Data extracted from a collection
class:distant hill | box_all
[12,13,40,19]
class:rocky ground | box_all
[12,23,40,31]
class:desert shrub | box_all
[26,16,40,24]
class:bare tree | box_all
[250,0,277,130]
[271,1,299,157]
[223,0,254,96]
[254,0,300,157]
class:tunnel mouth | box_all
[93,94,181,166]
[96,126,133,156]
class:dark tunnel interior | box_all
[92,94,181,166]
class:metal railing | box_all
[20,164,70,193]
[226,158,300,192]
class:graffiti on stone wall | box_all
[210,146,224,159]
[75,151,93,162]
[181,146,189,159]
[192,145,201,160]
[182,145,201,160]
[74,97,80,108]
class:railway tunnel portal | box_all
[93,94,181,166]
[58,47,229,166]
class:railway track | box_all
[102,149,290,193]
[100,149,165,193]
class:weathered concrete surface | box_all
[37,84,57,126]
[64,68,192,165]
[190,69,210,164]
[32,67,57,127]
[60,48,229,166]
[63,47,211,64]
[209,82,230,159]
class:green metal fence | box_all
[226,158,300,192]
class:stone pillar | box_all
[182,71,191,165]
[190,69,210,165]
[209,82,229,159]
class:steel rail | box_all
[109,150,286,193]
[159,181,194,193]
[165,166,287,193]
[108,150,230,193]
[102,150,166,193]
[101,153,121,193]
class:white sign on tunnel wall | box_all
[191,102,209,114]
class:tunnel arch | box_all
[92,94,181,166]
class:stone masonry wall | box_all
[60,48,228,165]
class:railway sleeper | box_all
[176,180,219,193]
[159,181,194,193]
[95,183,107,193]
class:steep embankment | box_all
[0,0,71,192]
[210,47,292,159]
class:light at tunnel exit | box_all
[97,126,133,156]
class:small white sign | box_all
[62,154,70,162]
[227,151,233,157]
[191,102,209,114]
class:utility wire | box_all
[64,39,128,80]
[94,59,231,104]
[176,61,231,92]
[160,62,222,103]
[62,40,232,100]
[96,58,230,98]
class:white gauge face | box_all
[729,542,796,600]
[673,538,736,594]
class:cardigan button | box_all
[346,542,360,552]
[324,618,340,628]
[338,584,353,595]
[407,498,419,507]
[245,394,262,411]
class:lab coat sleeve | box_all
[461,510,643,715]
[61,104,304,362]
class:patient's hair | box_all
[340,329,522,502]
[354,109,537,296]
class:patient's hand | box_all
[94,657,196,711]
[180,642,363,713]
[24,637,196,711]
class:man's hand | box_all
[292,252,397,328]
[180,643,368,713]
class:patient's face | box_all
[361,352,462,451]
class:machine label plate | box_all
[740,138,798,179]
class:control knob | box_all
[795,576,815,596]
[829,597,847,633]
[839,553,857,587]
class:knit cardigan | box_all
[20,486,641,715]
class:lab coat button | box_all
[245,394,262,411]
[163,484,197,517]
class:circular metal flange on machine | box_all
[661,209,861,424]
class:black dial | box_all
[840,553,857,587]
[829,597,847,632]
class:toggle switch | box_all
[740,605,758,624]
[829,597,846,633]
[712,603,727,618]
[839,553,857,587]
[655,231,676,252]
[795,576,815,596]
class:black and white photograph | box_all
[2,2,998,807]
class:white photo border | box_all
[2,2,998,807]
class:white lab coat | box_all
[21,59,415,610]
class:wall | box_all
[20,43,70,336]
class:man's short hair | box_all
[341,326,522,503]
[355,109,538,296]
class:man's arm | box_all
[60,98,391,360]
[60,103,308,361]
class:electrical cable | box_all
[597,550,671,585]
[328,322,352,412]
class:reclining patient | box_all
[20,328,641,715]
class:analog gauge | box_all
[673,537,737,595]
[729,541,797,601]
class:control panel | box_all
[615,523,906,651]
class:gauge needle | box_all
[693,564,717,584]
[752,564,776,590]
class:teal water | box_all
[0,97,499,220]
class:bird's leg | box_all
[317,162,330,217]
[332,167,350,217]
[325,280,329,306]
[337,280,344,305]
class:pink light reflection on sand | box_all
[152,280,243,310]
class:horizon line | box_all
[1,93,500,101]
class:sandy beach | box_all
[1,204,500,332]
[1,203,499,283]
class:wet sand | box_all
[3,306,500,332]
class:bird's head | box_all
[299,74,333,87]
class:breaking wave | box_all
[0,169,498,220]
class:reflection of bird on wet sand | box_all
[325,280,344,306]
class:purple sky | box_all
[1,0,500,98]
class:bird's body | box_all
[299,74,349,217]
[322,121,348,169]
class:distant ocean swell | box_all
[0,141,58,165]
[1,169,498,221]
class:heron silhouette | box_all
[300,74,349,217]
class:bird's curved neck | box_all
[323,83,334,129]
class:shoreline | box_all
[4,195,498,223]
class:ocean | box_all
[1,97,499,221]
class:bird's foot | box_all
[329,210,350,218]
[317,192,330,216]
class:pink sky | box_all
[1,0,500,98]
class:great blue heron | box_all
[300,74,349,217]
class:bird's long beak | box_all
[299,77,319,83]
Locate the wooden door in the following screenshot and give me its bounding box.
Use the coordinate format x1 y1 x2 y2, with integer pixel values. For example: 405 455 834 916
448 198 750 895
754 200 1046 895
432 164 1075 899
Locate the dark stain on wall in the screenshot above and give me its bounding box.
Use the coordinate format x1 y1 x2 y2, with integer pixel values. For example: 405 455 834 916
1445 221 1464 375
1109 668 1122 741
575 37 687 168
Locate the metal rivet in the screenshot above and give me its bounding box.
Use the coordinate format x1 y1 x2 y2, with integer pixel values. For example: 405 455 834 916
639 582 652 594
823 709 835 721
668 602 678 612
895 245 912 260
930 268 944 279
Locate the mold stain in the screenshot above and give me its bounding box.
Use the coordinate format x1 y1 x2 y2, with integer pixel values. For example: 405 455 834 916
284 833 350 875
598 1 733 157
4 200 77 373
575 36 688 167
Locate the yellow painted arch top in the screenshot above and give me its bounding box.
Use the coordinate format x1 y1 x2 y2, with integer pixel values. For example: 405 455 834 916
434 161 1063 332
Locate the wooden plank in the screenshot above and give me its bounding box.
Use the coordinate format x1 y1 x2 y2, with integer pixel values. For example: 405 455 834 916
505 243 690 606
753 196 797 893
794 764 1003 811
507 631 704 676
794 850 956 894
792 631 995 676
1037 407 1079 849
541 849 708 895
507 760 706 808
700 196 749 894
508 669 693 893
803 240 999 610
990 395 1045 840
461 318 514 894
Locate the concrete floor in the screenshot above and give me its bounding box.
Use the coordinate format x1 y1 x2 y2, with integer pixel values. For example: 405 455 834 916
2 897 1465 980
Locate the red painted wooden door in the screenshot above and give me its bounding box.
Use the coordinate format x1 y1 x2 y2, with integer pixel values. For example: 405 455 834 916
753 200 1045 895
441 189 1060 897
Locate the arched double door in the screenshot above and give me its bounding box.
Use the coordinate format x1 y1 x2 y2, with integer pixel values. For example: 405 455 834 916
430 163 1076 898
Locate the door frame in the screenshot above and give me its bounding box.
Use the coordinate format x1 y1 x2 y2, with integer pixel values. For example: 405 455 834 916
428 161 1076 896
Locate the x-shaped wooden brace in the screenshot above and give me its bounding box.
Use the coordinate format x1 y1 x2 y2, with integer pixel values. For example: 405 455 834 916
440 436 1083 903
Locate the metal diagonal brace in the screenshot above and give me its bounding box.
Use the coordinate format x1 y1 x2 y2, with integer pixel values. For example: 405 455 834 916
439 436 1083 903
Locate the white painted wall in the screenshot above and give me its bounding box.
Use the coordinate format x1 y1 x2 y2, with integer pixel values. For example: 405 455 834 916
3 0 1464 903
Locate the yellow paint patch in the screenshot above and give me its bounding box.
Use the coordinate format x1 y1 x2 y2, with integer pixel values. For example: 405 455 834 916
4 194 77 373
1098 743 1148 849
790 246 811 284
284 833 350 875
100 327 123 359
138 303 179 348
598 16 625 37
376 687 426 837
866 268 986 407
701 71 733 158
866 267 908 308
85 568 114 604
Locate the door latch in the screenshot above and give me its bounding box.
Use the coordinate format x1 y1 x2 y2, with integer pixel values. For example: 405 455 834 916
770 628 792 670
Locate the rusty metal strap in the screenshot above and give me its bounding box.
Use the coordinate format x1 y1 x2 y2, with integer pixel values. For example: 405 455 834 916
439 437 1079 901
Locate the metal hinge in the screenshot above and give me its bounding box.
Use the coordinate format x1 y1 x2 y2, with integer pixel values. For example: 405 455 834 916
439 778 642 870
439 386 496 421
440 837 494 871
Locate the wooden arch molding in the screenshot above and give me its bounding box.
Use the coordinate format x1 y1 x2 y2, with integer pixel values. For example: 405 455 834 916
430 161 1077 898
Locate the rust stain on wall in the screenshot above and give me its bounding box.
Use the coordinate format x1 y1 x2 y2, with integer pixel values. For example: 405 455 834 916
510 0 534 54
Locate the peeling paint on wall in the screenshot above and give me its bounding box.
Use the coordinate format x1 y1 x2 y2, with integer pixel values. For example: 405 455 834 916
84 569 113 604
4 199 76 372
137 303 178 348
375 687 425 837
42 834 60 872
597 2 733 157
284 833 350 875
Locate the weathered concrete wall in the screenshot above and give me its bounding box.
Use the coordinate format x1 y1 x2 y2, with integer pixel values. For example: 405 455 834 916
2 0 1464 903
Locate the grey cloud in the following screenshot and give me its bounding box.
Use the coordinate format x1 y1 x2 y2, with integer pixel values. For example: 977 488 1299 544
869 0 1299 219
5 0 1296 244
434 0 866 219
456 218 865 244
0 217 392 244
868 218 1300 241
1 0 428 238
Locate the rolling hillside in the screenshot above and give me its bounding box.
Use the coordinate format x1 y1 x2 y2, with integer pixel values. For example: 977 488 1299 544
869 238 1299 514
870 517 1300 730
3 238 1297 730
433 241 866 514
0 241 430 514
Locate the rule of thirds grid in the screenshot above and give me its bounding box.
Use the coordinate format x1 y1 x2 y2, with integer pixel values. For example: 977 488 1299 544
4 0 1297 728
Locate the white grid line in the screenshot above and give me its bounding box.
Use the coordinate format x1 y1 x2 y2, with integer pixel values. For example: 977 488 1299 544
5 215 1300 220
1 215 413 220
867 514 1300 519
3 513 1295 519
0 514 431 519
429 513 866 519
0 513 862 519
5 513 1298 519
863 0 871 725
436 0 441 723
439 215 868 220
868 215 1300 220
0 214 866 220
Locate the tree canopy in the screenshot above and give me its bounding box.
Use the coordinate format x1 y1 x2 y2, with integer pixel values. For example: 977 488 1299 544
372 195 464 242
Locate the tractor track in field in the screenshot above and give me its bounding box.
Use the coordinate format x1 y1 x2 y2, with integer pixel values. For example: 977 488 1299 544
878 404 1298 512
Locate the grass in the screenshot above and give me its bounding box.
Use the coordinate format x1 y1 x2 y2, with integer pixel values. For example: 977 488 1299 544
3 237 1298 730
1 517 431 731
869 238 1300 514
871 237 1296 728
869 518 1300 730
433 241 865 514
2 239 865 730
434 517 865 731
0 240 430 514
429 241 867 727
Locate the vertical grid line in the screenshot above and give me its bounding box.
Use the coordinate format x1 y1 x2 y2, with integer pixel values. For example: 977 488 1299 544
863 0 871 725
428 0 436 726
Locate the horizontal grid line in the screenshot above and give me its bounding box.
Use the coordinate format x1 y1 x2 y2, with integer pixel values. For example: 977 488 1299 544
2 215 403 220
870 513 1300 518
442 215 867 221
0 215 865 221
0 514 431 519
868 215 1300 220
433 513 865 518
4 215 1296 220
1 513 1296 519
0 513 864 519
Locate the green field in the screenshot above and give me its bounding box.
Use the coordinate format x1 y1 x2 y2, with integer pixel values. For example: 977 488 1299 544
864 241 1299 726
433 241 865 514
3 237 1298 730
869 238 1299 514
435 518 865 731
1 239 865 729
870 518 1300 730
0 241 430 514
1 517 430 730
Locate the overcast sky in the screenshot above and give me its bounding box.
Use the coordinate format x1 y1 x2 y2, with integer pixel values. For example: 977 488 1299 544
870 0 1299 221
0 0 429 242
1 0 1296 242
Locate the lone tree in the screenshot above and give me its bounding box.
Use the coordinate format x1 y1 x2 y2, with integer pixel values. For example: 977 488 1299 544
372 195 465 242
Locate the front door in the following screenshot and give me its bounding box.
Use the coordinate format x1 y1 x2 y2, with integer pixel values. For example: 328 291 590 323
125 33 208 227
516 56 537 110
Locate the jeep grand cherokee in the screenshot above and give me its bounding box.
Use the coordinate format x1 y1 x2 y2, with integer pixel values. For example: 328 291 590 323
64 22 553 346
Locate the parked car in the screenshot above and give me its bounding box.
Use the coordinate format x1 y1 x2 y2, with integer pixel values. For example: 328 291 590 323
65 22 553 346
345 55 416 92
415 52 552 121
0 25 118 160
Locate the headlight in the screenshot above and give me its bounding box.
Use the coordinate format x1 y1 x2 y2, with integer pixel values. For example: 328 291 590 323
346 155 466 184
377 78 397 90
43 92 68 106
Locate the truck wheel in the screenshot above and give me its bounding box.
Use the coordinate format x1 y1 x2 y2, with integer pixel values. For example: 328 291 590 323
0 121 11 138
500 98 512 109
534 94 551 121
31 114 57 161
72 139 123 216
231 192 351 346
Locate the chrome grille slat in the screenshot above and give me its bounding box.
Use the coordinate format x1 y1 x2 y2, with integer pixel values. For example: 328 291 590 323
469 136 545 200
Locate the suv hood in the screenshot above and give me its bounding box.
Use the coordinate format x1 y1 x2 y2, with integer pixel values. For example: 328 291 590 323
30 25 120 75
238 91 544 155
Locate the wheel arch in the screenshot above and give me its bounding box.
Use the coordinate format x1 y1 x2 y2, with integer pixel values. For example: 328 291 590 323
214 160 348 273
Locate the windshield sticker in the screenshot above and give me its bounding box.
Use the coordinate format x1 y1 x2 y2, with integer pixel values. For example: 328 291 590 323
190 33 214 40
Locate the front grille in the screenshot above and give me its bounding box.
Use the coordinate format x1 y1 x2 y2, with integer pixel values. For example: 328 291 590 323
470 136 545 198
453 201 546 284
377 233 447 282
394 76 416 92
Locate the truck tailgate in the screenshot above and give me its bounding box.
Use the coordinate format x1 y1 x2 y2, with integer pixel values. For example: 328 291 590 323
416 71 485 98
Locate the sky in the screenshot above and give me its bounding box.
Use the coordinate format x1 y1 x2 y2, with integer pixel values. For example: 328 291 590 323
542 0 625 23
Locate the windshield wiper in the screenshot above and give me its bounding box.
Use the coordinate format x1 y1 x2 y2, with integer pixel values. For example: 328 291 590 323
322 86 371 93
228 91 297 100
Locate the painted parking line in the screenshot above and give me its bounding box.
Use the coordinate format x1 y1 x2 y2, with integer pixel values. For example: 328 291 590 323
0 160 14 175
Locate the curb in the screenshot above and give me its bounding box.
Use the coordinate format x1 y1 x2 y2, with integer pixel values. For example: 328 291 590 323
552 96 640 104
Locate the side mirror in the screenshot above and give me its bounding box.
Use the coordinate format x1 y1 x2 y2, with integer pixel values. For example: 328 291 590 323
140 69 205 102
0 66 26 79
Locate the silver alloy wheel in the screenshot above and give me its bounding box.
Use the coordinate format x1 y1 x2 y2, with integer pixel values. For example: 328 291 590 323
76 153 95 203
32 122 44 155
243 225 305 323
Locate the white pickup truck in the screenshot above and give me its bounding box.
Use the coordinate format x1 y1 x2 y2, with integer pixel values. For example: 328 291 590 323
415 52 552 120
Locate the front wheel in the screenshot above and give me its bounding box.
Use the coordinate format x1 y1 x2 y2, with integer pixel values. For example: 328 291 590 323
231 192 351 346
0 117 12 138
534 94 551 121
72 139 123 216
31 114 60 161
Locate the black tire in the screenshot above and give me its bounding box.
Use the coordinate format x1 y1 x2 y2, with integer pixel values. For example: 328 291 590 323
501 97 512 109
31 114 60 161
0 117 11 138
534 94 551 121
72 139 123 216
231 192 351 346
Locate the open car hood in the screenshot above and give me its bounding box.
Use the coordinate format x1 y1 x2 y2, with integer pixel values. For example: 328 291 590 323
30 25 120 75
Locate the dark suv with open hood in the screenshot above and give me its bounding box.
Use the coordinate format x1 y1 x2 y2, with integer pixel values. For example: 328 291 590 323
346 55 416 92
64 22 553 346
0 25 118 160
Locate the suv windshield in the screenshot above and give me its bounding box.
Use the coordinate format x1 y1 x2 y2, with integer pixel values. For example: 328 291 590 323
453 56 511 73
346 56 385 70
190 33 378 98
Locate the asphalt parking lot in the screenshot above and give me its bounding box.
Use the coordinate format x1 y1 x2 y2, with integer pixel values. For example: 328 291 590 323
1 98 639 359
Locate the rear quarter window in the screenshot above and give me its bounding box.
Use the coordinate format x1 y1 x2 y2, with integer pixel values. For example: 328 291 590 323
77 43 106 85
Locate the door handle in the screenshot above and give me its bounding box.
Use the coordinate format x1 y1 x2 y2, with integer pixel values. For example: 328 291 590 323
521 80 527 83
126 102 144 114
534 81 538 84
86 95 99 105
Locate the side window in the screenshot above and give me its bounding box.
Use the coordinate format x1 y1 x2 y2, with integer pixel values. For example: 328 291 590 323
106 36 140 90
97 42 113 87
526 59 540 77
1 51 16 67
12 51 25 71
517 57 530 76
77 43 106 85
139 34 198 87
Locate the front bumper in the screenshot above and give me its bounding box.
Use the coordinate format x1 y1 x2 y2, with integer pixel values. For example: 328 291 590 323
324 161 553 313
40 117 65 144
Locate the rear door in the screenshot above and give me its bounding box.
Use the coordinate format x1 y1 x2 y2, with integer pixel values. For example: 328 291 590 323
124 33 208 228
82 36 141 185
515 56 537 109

# [WHAT THE EXERCISE ASKS]
Read the entries above and find each line holding the word "wooden". Copy it out.

# [SOLUTION TO THIS TASK]
Locate the wooden door in the following screenshot and give me its bounding box.
Locate the wooden plank in the screenshot above and give me its bounding box.
Locate the red painted wooden door in the screenshot above and give me its bounding box.
Locate the x-shaped wooden brace in the screenshot above and give me its bounding box.
Locate the wooden arch molding in the screenshot above and give me its bounding box.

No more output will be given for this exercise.